-- START RECORDS SHOWN --

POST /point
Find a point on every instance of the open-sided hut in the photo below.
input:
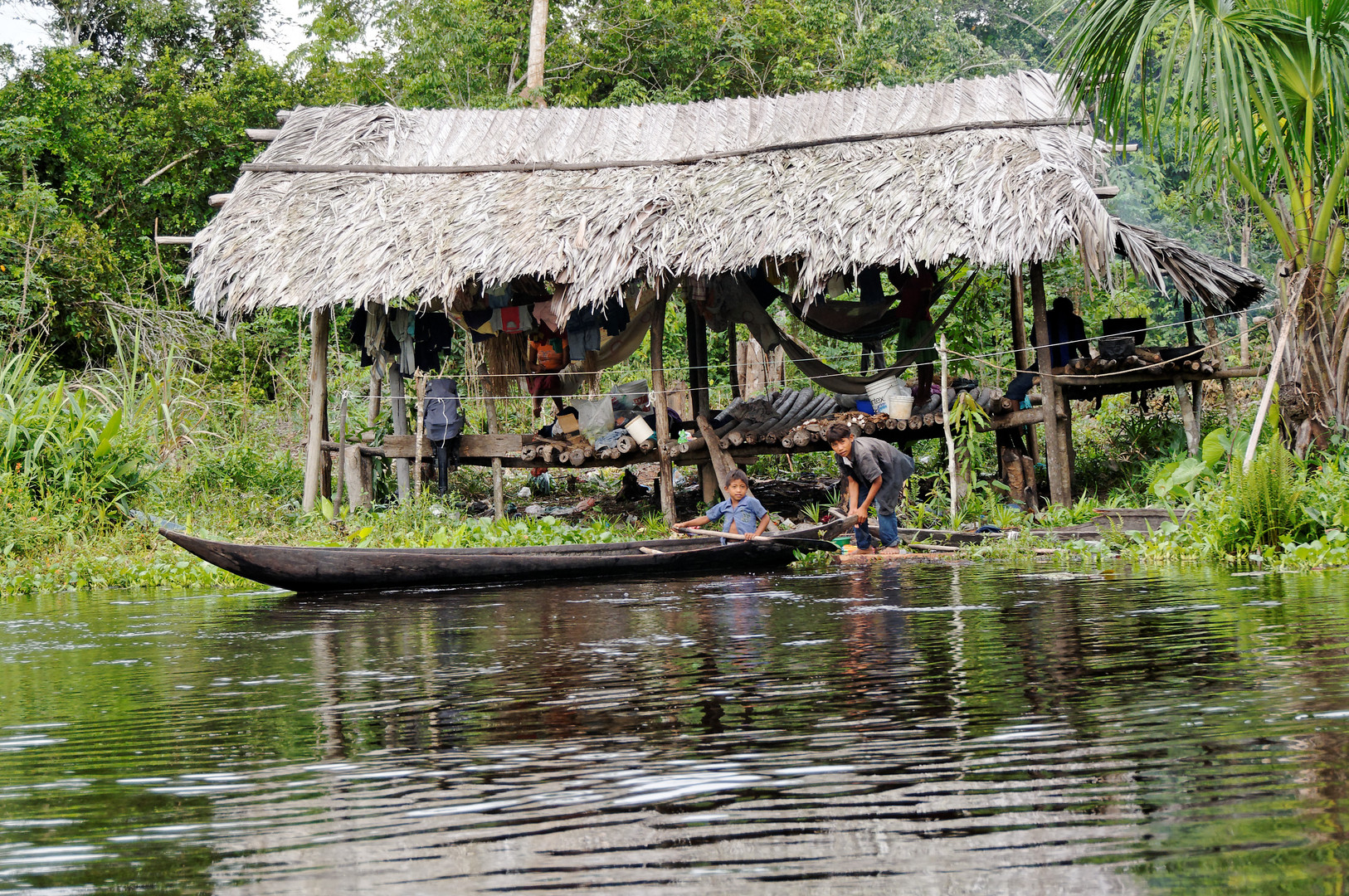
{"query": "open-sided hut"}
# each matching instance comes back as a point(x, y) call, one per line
point(387, 207)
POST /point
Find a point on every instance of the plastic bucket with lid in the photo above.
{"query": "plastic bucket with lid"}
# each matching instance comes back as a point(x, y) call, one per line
point(879, 390)
point(900, 407)
point(638, 430)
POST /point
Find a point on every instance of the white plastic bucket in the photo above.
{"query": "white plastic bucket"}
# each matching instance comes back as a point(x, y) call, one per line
point(879, 390)
point(638, 430)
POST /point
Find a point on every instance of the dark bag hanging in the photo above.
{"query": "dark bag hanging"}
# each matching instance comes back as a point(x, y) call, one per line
point(444, 424)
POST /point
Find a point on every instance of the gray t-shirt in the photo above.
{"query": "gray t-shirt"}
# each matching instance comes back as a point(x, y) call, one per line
point(873, 458)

-- END RECORDS SHOWN --

■ DIRECTION
Leave out the pictures and repeat everything else in the records exactly.

■ WRITTEN RESPONSE
POST /point
Find a point on every instance of the open-sided hut in the photo below.
input:
{"query": "open-sided hut"}
# each matching instance comes back as a point(x, y) call, one per line
point(387, 207)
POST /point
Find a point on every instance of the plastic bucket with lid in the photo above.
{"query": "plastic bucket with lid"}
# each matching instance comes back as a point(x, y) call, one per line
point(879, 390)
point(900, 407)
point(638, 430)
POST /point
Find a point on every instance of the white plastic bucket in the photo above.
{"query": "white plastic bucket"}
# each matching instance comes back as a point(x, y) call, one per line
point(879, 390)
point(638, 430)
POST /point
Find a point on every instance of the dark bag hanging in the photo above.
{"query": "dark bag hanging"}
# each matching instance comes back as a point(x, y) call, one per line
point(444, 424)
POST /point
Find a point on every instance of the gray t-shirt in the photo above.
{"query": "gray t-shirt"}
# each matching instance comes back as a point(x, y) call, one per line
point(873, 458)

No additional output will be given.